* start Stored data *
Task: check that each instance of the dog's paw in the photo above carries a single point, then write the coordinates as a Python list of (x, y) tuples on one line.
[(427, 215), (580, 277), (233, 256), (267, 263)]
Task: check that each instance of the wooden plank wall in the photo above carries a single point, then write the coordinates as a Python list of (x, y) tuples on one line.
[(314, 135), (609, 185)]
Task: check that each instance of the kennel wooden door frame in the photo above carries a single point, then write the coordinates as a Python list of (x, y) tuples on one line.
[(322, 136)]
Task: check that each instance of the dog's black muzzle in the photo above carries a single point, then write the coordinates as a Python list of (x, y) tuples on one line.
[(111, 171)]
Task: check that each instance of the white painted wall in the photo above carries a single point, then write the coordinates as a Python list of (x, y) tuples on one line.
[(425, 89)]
* end Stored data *
_Exercise directions_
Your task is to retype all of the records exactly.

_Written answer_
Task: check that each instance of the dog's paw in the photo above carries a single point, then write the coordinates as a Python list of (x, y) tuples on one line.
[(427, 215), (580, 277), (233, 256), (267, 263)]
Task: check that each instance of the wooden plank wall in the photo above carries a single point, then write the coordinates as a Python list of (x, y) tuples on one line.
[(314, 135), (609, 185)]
Task: check that each instance of the kennel wooden door frame in the photo above carries a single point, then write the coordinates as a Python list of (x, y) tuples on one line.
[(322, 136)]
Task: check that each instance of the dog's black muzzle in the photo above carries a single point, then write the coordinates as a Python list of (x, y) tuples on one line.
[(111, 171)]
Task: check that each instance of the white painted wall in the photo above carries a single point, then write the coordinates as a Python list of (x, y) tuples on one line.
[(425, 89)]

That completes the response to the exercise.